Start Data supplied
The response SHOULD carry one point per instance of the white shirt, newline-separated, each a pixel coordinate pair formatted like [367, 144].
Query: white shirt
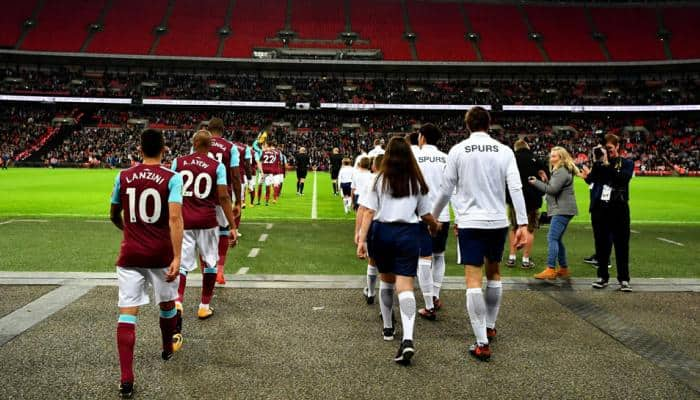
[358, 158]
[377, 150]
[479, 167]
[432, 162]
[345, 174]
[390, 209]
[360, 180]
End Data supplied
Start Data supplied
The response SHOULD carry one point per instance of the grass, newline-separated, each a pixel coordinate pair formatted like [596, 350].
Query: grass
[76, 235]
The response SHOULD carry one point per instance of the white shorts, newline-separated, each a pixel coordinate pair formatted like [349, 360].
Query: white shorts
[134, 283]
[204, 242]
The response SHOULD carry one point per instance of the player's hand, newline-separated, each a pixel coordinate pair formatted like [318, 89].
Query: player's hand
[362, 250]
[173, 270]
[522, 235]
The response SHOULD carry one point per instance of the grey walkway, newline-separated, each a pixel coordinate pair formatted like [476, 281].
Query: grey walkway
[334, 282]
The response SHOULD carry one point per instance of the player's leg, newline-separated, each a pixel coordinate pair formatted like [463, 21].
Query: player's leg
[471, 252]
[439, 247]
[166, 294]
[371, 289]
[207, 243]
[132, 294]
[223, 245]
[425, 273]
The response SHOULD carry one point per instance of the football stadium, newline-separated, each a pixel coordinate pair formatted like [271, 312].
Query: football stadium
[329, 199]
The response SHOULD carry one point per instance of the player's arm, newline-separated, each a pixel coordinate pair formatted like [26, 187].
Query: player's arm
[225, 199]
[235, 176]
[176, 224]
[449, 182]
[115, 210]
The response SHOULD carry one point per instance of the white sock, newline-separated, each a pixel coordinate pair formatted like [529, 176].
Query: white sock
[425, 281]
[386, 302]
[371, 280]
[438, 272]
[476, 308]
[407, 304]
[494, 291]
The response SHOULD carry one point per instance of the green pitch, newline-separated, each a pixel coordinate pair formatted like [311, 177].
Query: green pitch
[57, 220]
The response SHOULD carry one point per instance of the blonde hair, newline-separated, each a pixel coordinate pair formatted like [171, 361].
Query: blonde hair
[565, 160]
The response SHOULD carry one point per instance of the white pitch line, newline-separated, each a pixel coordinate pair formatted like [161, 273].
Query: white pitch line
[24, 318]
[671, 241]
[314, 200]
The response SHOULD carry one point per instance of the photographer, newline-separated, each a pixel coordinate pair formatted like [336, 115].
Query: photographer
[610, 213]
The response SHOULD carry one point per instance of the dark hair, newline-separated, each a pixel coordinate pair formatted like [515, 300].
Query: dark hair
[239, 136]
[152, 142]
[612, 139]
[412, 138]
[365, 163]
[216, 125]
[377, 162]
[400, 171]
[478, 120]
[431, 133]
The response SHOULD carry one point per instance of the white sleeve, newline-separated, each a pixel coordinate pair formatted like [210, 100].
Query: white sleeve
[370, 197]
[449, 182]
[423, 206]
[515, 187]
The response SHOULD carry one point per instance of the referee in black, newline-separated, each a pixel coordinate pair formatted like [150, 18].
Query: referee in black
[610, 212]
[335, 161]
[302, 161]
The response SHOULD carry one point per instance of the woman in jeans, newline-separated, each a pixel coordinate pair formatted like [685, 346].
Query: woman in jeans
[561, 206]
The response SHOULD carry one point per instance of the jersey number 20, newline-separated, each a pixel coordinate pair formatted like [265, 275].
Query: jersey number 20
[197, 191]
End Data supplied
Start Data supplied
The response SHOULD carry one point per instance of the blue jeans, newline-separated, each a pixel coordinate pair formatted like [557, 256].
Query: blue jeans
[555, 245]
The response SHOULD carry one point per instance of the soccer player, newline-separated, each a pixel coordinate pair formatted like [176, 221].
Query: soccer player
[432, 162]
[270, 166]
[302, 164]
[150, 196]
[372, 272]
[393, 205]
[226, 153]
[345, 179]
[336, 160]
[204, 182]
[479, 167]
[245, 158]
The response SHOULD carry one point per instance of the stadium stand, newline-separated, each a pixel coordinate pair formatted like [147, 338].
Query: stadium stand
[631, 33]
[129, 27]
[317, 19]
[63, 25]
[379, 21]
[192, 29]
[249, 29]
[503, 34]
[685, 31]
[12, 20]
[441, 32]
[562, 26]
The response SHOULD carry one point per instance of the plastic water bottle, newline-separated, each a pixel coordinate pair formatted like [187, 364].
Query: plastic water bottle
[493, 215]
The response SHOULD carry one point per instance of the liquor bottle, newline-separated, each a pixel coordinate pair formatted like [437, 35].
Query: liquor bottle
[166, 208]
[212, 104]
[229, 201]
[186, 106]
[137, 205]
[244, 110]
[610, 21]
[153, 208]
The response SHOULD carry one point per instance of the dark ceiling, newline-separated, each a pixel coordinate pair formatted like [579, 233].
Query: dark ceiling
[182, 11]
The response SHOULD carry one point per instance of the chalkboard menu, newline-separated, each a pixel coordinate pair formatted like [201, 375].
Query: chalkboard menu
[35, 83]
End Data supplied
Extract every line in the listing above that contains the word "chalkboard". Matching is case-sensitive.

*Completed exercise*.
The response SHOULD carry one point per instance of the chalkboard menu, newline-separated, each a pixel coordinate pair formatted like [201, 375].
Query: chalkboard menu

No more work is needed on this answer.